# Exercise task
Leave out the pictures and repeat the data exactly.

# Exercise input

## Start

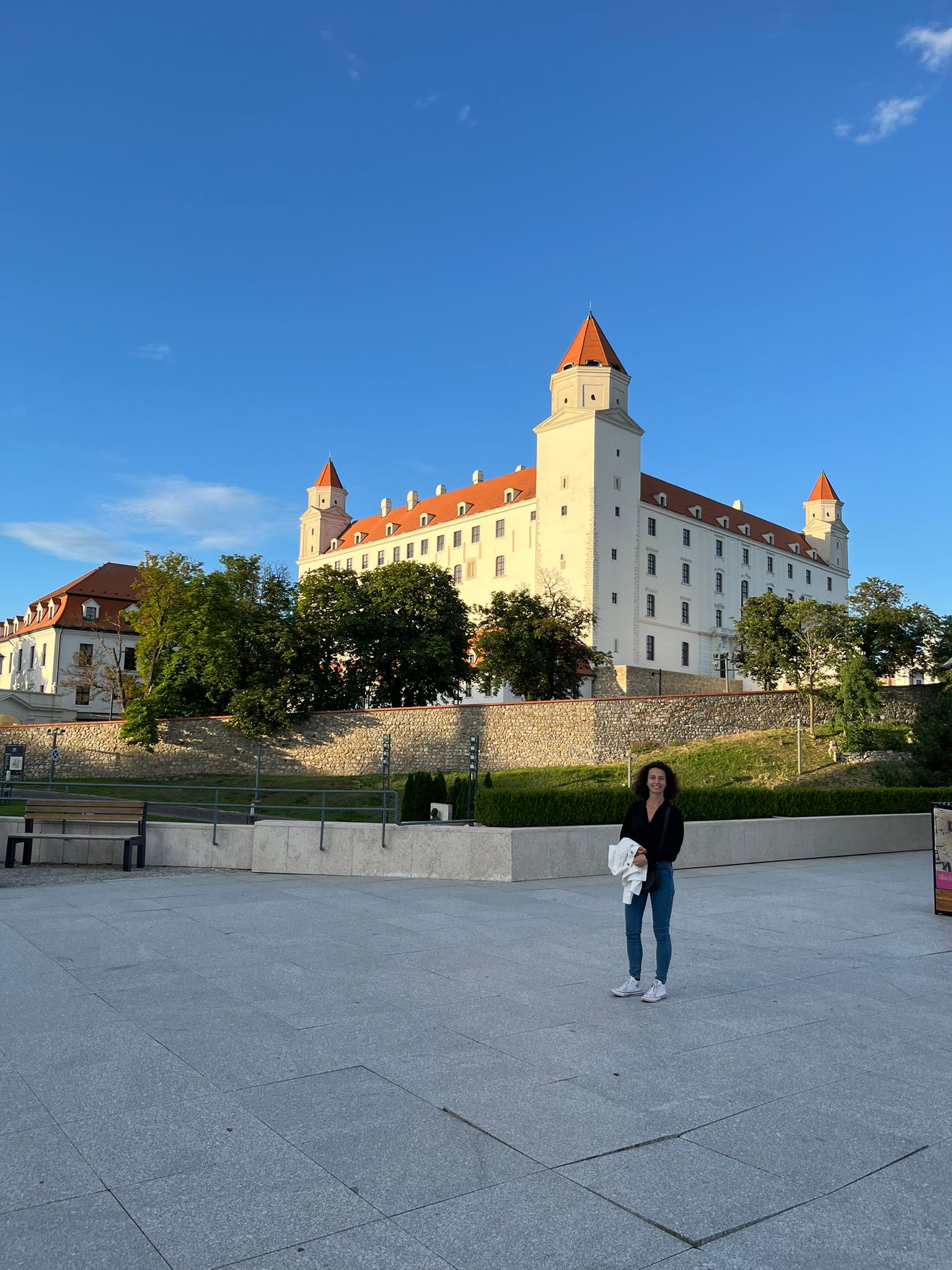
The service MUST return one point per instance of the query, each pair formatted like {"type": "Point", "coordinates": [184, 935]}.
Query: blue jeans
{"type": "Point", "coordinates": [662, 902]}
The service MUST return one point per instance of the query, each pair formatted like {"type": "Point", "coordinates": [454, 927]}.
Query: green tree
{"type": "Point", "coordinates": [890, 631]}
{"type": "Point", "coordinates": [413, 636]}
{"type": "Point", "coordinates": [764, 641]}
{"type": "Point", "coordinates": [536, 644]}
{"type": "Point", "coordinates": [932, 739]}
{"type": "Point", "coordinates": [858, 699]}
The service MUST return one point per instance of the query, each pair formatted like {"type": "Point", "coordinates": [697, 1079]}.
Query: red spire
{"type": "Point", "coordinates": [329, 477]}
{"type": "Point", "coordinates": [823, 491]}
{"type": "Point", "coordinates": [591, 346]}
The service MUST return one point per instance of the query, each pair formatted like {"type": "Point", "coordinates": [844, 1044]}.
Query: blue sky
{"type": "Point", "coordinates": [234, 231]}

## End

# Solved problem
The service MUST return one point per instance of the query, each pair formatted like {"type": "Point", "coordinates": [184, 935]}.
Query: blue jeans
{"type": "Point", "coordinates": [662, 902]}
The service MUST return one point per instance of the query, each pair formatted like {"type": "Point", "coordinates": [454, 927]}.
Query: green tree
{"type": "Point", "coordinates": [890, 631]}
{"type": "Point", "coordinates": [413, 636]}
{"type": "Point", "coordinates": [764, 641]}
{"type": "Point", "coordinates": [536, 644]}
{"type": "Point", "coordinates": [932, 739]}
{"type": "Point", "coordinates": [858, 699]}
The service MUST return one point per instance of the query, each pair formatted like {"type": "Point", "coordinates": [697, 1079]}.
Query: red spire
{"type": "Point", "coordinates": [329, 477]}
{"type": "Point", "coordinates": [823, 491]}
{"type": "Point", "coordinates": [591, 346]}
The service MUST return one point per instance of the query, each pair formatted like {"type": "Point", "coordinates": [844, 1044]}.
Query: blue sky
{"type": "Point", "coordinates": [234, 231]}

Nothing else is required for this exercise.